*** Source records Section Begins ***

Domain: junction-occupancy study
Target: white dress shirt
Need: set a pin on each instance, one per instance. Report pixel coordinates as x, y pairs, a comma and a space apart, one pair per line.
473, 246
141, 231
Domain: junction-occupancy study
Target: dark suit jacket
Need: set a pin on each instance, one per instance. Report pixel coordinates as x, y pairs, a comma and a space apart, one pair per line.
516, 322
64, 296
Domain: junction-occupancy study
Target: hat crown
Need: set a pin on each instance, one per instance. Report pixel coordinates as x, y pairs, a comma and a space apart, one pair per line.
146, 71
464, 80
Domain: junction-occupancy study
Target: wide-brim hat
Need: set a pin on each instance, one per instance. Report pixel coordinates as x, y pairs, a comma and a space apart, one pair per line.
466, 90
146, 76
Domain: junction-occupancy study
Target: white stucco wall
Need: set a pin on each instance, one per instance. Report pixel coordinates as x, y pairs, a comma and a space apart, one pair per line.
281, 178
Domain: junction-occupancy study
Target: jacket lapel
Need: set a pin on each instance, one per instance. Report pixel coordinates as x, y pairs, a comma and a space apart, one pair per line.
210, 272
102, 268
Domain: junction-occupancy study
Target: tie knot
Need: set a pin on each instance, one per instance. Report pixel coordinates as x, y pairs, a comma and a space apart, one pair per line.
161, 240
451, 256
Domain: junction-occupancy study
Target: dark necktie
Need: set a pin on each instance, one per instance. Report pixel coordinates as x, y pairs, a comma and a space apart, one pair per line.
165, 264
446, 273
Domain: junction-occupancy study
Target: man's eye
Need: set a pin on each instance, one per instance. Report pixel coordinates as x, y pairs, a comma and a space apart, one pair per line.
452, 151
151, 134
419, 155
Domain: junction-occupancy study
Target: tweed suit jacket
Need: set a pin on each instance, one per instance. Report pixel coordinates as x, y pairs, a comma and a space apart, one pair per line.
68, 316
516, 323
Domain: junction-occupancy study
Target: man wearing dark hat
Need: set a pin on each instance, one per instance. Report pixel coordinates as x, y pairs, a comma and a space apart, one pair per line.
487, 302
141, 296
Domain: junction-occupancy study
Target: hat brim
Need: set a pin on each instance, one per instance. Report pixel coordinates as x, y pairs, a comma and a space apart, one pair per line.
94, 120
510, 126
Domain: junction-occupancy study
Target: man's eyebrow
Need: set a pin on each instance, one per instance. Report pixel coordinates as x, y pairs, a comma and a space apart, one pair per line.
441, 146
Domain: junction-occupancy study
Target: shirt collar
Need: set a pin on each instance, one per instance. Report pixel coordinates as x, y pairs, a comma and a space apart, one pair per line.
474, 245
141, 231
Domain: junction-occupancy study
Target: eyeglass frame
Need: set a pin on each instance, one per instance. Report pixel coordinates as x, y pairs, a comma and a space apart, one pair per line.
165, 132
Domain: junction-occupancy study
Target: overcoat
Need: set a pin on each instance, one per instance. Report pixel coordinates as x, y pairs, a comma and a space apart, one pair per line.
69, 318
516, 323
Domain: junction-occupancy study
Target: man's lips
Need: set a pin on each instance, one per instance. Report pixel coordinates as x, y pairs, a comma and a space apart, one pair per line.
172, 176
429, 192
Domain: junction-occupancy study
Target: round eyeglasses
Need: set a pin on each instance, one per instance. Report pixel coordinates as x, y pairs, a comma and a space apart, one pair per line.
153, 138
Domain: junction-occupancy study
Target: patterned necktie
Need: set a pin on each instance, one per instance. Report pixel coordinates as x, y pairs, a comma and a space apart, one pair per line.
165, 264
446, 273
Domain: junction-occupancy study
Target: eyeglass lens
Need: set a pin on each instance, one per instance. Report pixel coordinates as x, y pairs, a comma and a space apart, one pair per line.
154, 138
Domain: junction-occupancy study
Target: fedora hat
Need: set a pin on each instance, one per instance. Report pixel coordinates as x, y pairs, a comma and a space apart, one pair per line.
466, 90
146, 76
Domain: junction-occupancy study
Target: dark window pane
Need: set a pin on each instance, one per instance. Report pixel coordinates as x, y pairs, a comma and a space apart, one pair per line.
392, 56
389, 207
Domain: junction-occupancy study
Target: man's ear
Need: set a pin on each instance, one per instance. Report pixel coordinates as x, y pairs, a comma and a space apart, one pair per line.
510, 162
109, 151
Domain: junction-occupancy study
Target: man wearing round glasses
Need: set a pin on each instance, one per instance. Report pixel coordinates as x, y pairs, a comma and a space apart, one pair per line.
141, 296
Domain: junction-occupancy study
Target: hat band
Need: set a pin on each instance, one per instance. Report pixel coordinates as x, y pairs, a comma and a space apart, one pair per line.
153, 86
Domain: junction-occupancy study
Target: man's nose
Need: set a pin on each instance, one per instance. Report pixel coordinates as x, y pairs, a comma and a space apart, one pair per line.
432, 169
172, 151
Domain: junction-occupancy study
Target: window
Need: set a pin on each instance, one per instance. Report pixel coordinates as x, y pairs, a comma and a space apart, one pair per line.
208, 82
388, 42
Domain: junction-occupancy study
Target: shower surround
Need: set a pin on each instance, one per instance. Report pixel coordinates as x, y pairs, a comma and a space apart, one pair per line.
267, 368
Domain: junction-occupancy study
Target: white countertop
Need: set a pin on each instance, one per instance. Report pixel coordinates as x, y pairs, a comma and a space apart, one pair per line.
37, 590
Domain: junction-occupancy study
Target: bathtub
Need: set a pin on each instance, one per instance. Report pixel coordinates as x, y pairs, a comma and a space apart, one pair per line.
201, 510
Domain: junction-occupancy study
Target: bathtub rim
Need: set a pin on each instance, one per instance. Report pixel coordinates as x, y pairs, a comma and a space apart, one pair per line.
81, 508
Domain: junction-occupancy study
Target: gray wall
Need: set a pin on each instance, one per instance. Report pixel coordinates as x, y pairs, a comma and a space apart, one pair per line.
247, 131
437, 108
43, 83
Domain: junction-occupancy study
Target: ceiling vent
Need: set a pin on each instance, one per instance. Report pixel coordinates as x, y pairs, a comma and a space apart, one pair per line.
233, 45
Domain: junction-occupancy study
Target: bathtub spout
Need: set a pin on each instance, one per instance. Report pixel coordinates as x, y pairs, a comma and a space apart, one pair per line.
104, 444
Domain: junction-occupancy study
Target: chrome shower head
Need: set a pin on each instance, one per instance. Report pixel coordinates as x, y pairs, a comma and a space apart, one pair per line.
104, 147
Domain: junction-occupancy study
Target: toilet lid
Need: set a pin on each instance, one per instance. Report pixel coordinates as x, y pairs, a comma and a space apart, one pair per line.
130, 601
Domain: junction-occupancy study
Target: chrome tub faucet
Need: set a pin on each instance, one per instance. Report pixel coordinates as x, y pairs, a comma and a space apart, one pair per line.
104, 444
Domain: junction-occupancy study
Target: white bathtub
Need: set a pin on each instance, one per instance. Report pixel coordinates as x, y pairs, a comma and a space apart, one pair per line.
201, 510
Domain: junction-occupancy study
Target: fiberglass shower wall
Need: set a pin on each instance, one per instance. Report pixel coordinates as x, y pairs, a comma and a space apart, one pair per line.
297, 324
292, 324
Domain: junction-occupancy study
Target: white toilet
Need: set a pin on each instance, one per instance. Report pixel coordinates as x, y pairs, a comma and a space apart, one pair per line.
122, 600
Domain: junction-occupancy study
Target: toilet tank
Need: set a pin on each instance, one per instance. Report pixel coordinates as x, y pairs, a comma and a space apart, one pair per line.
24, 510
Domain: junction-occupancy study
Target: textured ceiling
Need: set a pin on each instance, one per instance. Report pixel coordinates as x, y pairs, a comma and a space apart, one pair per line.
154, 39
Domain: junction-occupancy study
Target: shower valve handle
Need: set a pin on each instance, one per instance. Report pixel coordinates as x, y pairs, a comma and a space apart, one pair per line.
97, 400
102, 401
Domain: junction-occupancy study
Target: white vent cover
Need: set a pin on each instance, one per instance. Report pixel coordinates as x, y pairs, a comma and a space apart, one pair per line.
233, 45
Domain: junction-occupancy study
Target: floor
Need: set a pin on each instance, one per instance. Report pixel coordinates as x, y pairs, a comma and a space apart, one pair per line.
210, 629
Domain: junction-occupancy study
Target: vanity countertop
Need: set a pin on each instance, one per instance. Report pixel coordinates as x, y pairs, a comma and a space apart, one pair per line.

*** Source records Section Ends ***

### Brief:
The required answer is the run of lines above, starting at the line with "Target: shirt collar" and ending at the line with "Target: eyeglass frame", reproduced exactly with both ends.

### Result of the task:
Target: shirt collar
Need: set a pin on each instance, one per instance. Report pixel coordinates as x, y pairs, a comma and a space apart, one pair per line.
474, 245
141, 231
Domain: junction-occupancy study
Target: eyeglass frame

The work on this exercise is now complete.